------ Study material

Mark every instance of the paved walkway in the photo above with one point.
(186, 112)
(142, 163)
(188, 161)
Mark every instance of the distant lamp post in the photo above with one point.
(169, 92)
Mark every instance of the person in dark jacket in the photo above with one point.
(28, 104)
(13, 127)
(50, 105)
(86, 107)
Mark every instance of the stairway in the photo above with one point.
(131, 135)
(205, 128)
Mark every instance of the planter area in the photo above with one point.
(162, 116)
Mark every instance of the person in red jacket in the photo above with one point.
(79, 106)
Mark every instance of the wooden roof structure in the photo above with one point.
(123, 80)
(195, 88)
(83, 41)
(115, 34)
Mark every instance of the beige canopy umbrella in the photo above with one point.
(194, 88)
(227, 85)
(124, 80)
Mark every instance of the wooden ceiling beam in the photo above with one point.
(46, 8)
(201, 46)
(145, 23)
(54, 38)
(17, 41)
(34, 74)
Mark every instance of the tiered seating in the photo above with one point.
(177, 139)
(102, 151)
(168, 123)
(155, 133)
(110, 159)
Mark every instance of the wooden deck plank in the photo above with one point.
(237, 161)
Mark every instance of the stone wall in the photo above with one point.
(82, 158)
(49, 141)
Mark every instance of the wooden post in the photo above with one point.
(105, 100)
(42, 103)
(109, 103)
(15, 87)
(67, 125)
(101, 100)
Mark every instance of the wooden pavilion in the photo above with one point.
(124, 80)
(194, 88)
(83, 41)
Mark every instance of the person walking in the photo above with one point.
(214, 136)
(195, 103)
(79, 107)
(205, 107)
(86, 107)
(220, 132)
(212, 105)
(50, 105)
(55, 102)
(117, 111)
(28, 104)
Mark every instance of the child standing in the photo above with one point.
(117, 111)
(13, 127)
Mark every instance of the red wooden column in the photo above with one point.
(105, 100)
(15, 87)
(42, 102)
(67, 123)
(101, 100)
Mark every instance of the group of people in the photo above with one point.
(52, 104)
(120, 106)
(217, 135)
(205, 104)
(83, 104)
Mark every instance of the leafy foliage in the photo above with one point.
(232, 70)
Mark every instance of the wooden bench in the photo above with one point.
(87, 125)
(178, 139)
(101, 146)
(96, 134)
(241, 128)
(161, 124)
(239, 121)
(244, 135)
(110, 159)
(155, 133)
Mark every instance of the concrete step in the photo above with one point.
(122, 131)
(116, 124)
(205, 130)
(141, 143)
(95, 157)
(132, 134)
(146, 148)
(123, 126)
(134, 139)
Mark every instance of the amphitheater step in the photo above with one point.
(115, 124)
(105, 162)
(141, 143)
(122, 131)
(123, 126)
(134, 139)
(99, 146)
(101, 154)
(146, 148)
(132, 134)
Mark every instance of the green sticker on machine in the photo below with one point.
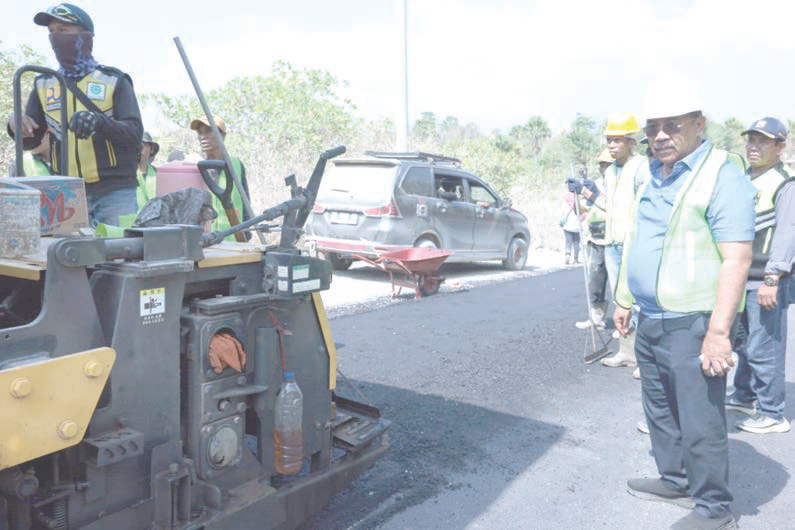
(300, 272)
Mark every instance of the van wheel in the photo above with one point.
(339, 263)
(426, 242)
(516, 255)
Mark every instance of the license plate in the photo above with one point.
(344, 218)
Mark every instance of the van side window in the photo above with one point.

------------

Work to be completed:
Could you return, word for word, every line from the line with "Mark every instance of the red" through the last line of the listing above, both ends included, without any pictures?

Expected output:
Mark every instance of the red wooden column in the photo above with one point.
(105, 100)
(15, 87)
(42, 102)
(67, 123)
(101, 100)
Mark every instance of the group of people in the photo above with one point.
(52, 104)
(120, 106)
(217, 135)
(205, 104)
(83, 104)
Mark every instance of the leafy foliage in the photo above with one point.
(232, 70)
Mark every instance of the wooden bench in the photo above with one point.
(87, 125)
(178, 139)
(101, 146)
(96, 134)
(241, 128)
(161, 124)
(239, 121)
(244, 135)
(110, 159)
(155, 133)
Mark every instance of the concrete step in the photo above with one point.
(122, 131)
(116, 124)
(205, 130)
(141, 143)
(95, 157)
(132, 134)
(146, 148)
(123, 126)
(134, 139)
Mark every instance of the amphitheater step in the photo above with one point.
(115, 124)
(105, 162)
(141, 143)
(122, 131)
(123, 126)
(134, 139)
(99, 146)
(101, 154)
(146, 148)
(132, 134)
Mark every instance of the green sticker on machine in the photo below with one point.
(300, 272)
Mark every instance of the van wheel in the photo above with one point.
(339, 263)
(426, 242)
(516, 255)
Mark every instance of the license plate in the photo above with one point.
(344, 218)
Mark every instance of the van side window in the photo above with one point.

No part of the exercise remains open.